**Task requirements**: Recast the entries below, from the line containing "For this challenge, identify the acrylic" through the line containing "point(336, 405)", as a Markdown table with a Row column numbering each line and a Line column holding its text, leaving out blank lines.
⟨
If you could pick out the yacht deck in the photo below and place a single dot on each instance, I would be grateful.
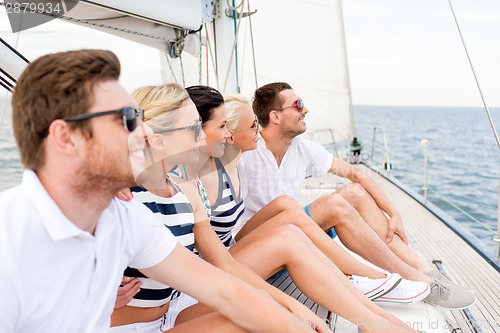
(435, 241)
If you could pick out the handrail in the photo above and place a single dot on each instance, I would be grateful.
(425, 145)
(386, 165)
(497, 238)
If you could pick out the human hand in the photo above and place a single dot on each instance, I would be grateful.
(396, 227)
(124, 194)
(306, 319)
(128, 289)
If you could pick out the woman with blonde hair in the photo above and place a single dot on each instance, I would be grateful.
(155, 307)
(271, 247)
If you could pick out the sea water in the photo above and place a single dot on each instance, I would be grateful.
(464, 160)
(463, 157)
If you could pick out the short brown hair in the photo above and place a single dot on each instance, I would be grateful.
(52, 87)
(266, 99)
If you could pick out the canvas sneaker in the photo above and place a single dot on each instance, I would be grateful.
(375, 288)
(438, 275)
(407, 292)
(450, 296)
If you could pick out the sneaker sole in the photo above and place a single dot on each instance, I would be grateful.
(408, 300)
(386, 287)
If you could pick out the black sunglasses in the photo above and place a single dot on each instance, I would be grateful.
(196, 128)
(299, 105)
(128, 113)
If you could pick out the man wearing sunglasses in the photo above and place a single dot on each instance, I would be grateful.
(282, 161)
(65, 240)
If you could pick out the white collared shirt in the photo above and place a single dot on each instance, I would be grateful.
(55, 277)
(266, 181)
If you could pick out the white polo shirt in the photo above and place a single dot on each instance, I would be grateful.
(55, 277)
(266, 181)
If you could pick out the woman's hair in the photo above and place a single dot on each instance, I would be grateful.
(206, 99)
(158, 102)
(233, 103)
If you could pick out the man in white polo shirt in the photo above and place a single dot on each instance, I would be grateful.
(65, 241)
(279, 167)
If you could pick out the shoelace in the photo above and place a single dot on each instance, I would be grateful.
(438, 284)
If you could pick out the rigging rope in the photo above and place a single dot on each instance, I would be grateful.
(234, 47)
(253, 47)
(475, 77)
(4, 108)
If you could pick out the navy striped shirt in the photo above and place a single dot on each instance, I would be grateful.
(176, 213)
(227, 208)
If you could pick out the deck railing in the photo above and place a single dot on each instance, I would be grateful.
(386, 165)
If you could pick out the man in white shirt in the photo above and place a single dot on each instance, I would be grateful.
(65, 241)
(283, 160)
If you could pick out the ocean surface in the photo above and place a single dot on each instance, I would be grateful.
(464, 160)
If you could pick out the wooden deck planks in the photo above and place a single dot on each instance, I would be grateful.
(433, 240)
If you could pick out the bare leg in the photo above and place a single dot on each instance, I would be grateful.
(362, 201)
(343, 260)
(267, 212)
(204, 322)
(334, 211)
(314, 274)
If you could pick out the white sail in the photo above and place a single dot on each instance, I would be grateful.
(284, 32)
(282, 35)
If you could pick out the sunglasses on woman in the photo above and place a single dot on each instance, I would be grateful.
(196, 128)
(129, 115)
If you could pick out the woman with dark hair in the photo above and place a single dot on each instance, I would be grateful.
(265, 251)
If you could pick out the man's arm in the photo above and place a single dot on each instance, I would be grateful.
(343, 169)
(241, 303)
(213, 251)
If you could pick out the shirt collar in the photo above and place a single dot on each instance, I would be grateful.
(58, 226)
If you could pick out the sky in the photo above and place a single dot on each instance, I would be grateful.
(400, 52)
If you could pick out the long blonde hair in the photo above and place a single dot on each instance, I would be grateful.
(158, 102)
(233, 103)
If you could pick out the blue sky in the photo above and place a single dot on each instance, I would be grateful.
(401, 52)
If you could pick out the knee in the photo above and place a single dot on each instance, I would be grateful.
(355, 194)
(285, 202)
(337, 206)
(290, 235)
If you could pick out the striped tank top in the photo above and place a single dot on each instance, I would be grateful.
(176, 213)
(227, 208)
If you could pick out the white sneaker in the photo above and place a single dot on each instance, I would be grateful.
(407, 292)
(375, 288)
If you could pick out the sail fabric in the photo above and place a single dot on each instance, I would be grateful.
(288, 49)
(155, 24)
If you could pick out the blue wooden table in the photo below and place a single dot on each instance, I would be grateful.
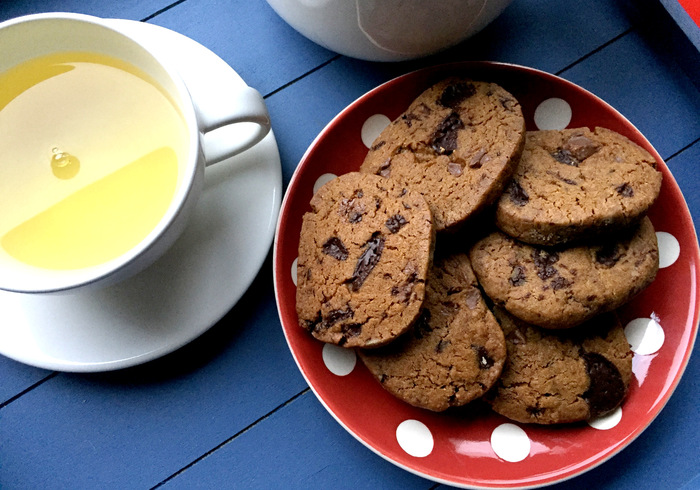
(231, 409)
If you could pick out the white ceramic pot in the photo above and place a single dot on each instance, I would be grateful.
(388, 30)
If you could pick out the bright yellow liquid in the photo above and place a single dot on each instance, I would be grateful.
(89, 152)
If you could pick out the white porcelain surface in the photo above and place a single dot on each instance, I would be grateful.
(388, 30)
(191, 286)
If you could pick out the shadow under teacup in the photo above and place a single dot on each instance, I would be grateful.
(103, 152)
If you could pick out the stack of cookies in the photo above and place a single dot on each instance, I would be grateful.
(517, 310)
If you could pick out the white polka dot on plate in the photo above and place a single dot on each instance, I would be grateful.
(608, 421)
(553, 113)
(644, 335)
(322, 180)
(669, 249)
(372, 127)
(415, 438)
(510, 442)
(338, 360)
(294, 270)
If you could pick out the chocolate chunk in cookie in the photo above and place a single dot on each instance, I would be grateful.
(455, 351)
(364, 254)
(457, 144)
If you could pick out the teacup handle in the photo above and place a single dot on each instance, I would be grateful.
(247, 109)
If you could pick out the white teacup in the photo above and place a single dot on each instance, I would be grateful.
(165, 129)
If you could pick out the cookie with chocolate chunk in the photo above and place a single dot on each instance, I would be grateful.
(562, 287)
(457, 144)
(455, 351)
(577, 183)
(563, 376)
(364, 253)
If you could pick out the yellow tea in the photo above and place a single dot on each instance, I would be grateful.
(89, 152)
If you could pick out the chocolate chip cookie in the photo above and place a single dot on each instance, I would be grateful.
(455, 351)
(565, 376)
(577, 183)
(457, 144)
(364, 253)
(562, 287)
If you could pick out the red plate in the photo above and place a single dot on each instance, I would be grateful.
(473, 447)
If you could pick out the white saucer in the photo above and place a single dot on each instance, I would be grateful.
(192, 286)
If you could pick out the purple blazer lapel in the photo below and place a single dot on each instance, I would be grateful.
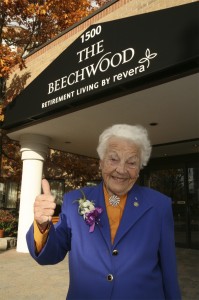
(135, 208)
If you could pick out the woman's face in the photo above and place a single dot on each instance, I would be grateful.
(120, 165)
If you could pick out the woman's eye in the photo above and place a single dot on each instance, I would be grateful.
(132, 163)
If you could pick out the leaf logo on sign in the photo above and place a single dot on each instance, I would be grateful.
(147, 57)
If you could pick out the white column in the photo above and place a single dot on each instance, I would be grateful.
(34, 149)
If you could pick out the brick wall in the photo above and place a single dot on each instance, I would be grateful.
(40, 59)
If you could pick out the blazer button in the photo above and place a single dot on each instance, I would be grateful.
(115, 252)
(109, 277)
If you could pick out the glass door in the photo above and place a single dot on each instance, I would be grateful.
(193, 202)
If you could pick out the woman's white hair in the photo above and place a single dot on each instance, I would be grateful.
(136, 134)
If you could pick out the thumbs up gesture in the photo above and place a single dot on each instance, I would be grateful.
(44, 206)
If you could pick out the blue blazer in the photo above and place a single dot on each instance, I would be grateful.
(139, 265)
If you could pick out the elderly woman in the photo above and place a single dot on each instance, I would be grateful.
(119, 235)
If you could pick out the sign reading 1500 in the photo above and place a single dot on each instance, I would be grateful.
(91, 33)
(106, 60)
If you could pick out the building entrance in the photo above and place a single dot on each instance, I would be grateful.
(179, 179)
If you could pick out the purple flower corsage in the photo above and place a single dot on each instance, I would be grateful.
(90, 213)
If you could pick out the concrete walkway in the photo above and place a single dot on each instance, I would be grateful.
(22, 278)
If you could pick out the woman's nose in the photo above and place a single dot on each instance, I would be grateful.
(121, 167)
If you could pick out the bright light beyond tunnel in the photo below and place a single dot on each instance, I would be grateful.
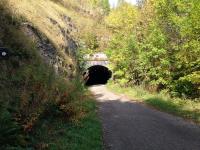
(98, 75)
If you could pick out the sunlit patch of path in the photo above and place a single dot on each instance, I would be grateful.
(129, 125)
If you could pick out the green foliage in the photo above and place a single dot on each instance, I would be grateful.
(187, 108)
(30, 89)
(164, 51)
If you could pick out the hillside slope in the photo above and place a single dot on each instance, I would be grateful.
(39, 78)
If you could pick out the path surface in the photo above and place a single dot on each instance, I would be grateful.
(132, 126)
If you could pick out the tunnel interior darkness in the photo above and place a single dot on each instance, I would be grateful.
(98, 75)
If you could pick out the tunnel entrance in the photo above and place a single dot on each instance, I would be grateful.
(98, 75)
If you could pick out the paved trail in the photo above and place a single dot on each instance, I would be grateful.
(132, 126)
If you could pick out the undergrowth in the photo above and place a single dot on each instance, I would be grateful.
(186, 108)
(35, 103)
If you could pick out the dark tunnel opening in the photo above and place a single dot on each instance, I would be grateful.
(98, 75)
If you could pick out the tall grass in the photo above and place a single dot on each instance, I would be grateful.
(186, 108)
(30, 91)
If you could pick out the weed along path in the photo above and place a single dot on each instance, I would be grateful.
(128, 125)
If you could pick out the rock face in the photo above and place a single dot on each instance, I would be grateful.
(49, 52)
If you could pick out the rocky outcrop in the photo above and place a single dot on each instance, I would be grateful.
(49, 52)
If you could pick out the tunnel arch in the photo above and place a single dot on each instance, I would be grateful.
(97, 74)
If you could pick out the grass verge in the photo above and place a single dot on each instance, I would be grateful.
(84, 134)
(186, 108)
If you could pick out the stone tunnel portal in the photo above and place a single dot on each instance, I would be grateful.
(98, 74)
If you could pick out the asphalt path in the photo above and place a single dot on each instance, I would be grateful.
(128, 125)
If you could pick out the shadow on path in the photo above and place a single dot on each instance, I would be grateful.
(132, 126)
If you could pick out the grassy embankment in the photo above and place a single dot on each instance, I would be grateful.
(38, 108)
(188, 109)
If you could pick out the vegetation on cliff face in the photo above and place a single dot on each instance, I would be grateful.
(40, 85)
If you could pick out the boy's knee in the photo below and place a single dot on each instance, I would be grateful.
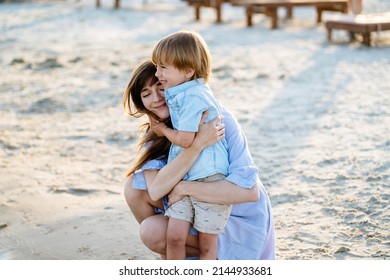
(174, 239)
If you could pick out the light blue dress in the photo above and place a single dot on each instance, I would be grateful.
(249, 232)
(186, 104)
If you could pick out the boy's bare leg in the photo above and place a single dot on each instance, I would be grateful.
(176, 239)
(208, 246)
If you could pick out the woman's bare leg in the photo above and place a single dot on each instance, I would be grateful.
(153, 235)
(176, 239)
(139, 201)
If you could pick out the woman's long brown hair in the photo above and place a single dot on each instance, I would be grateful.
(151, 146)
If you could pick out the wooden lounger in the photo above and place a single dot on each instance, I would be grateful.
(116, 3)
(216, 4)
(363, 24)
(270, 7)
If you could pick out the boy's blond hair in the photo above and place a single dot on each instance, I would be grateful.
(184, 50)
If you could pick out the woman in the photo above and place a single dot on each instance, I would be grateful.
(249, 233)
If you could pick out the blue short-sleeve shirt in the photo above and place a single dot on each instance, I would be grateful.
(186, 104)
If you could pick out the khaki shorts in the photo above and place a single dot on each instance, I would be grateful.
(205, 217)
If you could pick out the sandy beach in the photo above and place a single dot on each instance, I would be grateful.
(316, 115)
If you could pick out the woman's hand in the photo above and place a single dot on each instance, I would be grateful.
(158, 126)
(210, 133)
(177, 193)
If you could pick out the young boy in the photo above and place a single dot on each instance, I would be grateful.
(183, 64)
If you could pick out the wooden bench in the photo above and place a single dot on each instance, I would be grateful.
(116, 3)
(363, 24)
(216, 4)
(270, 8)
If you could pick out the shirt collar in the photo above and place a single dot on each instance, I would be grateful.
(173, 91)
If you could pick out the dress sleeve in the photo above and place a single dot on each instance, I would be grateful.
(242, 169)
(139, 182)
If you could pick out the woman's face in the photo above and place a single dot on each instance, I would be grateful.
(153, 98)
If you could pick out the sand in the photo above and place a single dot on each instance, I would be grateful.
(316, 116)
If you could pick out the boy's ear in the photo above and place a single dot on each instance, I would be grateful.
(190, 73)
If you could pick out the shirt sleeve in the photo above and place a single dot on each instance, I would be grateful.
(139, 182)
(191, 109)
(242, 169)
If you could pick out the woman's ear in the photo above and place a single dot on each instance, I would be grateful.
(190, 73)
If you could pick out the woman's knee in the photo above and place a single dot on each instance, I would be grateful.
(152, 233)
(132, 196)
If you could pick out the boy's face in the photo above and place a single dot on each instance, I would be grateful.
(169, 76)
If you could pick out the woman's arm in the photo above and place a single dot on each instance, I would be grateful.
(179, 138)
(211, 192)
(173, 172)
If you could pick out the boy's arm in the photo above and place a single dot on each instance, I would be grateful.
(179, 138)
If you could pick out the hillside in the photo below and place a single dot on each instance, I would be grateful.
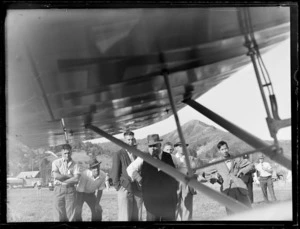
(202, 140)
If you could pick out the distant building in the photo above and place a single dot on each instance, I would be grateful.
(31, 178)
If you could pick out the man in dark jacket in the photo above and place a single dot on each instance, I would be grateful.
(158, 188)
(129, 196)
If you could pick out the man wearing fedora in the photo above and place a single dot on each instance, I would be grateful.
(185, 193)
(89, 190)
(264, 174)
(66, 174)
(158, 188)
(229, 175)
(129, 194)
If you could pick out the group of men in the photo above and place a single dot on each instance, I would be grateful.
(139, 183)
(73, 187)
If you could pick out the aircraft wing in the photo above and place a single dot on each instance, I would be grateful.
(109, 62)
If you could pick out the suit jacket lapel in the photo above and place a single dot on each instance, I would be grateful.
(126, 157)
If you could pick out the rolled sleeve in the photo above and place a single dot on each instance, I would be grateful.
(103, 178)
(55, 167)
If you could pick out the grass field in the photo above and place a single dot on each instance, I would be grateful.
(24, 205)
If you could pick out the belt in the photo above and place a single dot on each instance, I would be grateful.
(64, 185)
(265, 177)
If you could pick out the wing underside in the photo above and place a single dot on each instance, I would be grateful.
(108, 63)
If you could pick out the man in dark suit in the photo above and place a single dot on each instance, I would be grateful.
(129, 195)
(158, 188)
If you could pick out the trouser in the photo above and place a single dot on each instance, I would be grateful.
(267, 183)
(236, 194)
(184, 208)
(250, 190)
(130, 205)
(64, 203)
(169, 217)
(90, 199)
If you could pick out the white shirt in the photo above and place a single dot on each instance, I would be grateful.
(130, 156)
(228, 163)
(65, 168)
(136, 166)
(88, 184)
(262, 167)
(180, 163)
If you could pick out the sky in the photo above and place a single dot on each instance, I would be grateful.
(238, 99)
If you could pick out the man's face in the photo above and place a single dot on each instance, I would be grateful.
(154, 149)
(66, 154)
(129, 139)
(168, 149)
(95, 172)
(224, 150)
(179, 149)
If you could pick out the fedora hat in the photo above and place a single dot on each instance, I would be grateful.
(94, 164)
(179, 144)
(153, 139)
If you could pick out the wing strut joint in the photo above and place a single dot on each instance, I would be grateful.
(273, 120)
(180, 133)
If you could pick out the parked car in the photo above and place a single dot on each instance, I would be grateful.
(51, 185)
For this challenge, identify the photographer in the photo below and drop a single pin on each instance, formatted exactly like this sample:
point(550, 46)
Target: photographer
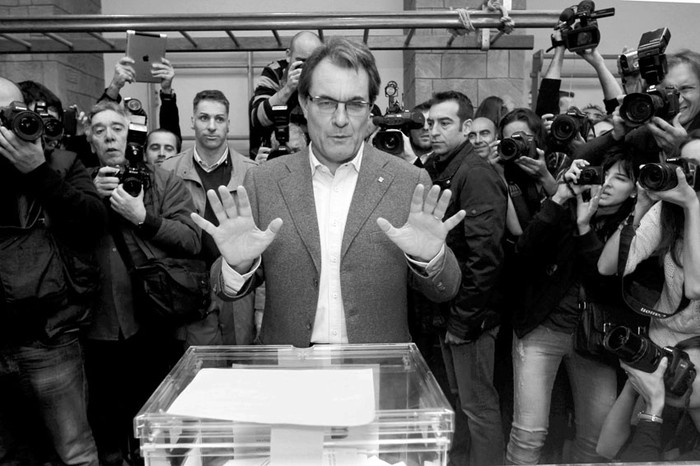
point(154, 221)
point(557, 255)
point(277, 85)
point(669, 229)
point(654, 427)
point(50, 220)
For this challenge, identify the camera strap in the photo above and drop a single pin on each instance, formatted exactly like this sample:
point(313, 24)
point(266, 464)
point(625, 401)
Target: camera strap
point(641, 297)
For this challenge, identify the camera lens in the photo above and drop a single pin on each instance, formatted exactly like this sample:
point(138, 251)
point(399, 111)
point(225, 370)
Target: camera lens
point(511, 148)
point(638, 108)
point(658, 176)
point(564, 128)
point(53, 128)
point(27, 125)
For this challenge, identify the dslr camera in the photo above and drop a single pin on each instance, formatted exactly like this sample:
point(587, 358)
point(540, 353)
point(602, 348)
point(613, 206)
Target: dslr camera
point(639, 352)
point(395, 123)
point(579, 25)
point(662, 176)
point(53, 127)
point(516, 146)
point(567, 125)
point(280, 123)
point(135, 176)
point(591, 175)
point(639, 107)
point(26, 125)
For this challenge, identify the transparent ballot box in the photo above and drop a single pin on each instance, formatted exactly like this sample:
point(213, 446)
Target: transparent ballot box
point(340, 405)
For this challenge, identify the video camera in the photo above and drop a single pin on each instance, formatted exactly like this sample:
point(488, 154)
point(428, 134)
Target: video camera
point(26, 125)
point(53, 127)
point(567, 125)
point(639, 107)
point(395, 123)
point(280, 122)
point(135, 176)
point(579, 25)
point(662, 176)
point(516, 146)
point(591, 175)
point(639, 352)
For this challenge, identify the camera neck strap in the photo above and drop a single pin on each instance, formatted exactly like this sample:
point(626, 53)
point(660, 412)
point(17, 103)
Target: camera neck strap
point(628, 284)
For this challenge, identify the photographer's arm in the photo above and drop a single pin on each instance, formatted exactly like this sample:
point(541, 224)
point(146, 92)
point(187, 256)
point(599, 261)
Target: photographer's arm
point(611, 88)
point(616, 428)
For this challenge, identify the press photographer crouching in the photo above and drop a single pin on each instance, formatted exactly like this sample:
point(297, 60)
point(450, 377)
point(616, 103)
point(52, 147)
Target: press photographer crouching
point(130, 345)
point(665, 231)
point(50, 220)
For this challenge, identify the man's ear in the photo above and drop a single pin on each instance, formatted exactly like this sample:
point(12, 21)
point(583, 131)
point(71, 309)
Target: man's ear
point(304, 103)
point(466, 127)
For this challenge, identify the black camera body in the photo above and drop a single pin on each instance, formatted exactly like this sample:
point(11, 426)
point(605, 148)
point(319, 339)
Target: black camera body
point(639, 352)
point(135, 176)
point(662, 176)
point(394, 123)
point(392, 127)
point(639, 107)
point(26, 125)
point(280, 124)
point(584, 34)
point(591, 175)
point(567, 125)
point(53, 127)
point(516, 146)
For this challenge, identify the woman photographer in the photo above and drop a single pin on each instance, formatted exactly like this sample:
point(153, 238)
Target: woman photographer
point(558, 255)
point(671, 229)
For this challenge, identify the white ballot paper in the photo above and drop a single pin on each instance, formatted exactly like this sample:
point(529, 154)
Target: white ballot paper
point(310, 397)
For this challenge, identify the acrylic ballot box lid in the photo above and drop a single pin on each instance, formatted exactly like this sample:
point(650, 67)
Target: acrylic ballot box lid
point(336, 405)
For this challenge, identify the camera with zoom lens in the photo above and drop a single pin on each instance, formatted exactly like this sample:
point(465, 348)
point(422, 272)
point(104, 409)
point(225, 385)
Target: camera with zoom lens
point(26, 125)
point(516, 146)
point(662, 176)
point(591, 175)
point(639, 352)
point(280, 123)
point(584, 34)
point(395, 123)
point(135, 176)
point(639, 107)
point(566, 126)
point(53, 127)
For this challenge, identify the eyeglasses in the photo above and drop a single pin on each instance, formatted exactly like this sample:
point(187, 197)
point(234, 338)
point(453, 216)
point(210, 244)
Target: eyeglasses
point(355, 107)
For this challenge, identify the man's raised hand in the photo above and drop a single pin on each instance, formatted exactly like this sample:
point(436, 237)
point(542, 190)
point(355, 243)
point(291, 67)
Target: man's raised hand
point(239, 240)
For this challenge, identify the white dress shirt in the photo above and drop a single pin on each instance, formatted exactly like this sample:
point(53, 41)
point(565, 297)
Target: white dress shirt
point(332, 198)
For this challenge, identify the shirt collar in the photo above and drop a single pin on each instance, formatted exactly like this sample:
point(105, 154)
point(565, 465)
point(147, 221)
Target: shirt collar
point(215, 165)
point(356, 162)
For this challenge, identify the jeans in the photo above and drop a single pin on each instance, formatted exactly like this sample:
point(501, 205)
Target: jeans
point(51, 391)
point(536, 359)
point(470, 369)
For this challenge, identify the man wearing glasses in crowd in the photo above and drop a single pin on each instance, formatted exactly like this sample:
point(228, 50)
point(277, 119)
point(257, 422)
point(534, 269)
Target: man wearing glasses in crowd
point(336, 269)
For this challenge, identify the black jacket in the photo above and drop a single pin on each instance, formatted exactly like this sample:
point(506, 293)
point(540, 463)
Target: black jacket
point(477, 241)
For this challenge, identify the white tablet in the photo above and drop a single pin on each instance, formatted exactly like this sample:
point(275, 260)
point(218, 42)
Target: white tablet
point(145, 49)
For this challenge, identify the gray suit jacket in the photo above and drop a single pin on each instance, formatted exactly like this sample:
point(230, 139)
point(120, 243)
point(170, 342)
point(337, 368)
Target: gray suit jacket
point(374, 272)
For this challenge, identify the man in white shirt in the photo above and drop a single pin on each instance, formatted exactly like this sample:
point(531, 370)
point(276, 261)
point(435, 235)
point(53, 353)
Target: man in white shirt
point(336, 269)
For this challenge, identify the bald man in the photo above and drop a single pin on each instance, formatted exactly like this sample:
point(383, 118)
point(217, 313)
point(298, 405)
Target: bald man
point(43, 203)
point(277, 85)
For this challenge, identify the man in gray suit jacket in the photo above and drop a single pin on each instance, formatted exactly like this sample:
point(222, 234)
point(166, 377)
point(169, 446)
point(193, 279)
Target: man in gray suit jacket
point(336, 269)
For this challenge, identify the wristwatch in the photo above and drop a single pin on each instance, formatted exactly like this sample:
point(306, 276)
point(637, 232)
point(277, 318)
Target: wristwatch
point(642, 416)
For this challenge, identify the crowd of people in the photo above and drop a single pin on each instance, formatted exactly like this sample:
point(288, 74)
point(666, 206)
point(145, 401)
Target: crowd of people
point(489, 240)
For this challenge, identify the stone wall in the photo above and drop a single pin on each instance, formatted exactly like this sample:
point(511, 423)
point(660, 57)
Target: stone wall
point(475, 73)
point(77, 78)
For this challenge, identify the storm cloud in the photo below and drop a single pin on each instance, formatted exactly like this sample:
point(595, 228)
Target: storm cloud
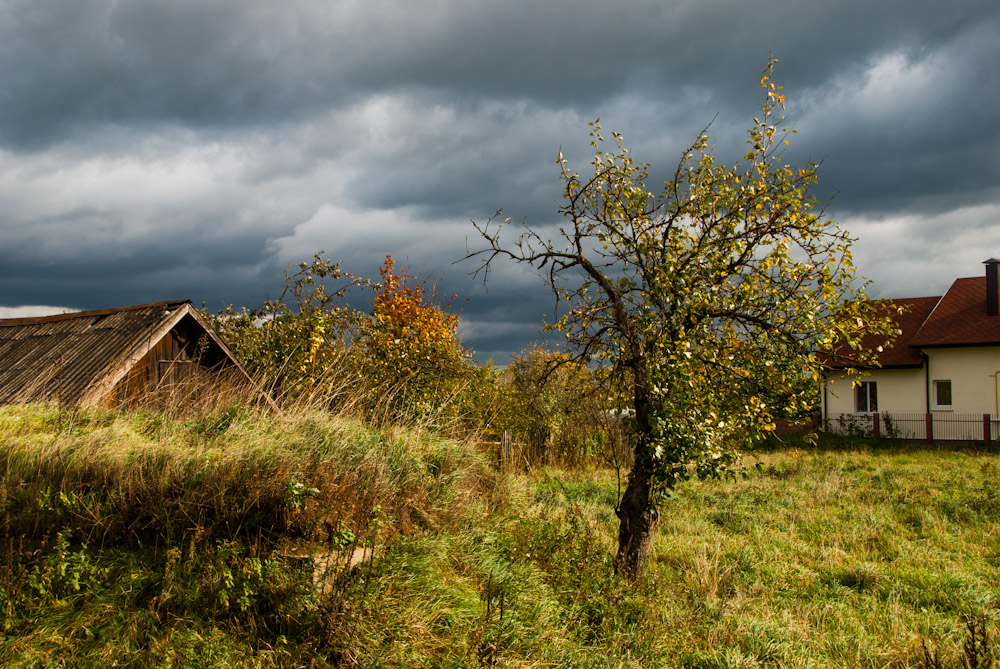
⟩
**Answer to the exercise**:
| Row | Line |
|---|---|
| 1 | For this challenge, identify the acrylic ballot box lid in the photo above and drop a single pin on each instance, formatted exactly like this sample: |
| 2 | point(650, 67) |
| 3 | Target: acrylic ballot box lid |
| 4 | point(336, 405) |